### Assignment:
Each entry, in full: copy it out exactly.

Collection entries
_____

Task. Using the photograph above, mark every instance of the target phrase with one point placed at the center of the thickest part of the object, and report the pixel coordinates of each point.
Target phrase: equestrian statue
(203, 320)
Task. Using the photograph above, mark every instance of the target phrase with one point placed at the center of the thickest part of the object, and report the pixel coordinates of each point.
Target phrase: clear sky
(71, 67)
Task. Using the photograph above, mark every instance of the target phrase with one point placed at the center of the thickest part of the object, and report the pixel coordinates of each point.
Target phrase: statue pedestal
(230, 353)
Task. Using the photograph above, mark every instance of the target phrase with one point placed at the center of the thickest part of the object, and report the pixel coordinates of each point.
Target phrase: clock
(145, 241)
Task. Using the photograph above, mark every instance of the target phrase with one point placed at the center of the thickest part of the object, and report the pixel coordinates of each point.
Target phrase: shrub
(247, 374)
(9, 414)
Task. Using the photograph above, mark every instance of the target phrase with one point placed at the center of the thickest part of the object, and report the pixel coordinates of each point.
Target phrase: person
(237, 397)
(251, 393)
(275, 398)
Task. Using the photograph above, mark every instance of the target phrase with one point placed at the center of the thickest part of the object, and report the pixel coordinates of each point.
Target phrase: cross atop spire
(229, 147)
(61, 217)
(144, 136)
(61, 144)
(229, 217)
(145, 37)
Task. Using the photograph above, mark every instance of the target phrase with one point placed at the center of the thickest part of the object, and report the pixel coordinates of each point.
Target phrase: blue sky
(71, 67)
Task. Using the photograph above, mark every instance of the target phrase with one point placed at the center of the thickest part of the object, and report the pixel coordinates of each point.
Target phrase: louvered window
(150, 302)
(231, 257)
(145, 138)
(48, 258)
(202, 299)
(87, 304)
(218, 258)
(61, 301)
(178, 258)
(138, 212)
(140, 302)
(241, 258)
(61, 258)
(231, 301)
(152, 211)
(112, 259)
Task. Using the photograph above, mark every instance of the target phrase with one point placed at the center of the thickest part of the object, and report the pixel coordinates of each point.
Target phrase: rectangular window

_____

### Response to the exercise:
Task. Using the photograph above, mark every instance of the target phrase with one point placed at the center of the thickest part of the object, and report the pixel coordinates of each point.
Target phrase: equestrian statue
(203, 320)
Task. Using the photograph above, mark every instance of the target phrase with one point placed at the center of the thickest part of the object, and report the pixel coordinates of each point.
Target phrase: clear sky
(71, 67)
Task. Using the photograph above, mark every instance of the target phrase with one point placed at the center of the thickest part of the object, and report the pixel coordinates of each point.
Target phrase: statue pedestal
(230, 353)
Task. Using the photograph above, mark every instance of the target phrase with one point placed at the center of the thickest part of the object, and report the pixel coordinates of each point.
Target phrase: clock
(145, 241)
Task. Using the photograph above, mark every instance of the target phrase with one point placed at the center of the thickest part of the object, and report the pixel coordinates of each point.
Target phrase: shrub
(247, 374)
(9, 414)
Task. Using the photograph above, mark every instance of the target phrase with one point placed at the center of the thickest part of the object, and report the pixel coordinates of each point.
Target phrase: person
(237, 397)
(251, 393)
(275, 398)
Task. Using the photograph above, mark every instance of the target phrase with one point placed at the center of the thickest part of the object, and report the pixel coordinates of each point.
Target phrase: cross atop spire
(229, 147)
(61, 217)
(144, 136)
(61, 144)
(229, 217)
(145, 37)
Task. Using the photograph above, mark every instance of the target phrase with one point placed at the center of the thickest part of the object, and report the pixel coordinates of each point.
Target phrase: blue sky
(71, 67)
Task. Using the photograph above, mark every instance of the target phrase with one point placed at the center of the thickest part of the object, and report the pixel coordinates of each point.
Target phrase: louvered window
(150, 302)
(231, 257)
(145, 138)
(48, 258)
(202, 299)
(87, 304)
(218, 258)
(61, 301)
(178, 258)
(138, 212)
(140, 302)
(241, 258)
(61, 258)
(231, 301)
(152, 211)
(112, 259)
Task. Using the photograph above, mark every instance of the target phrase with one point placed at the center of the thickest part of the object, and report the pixel coordinates of each point.
Target phrase: rectangular window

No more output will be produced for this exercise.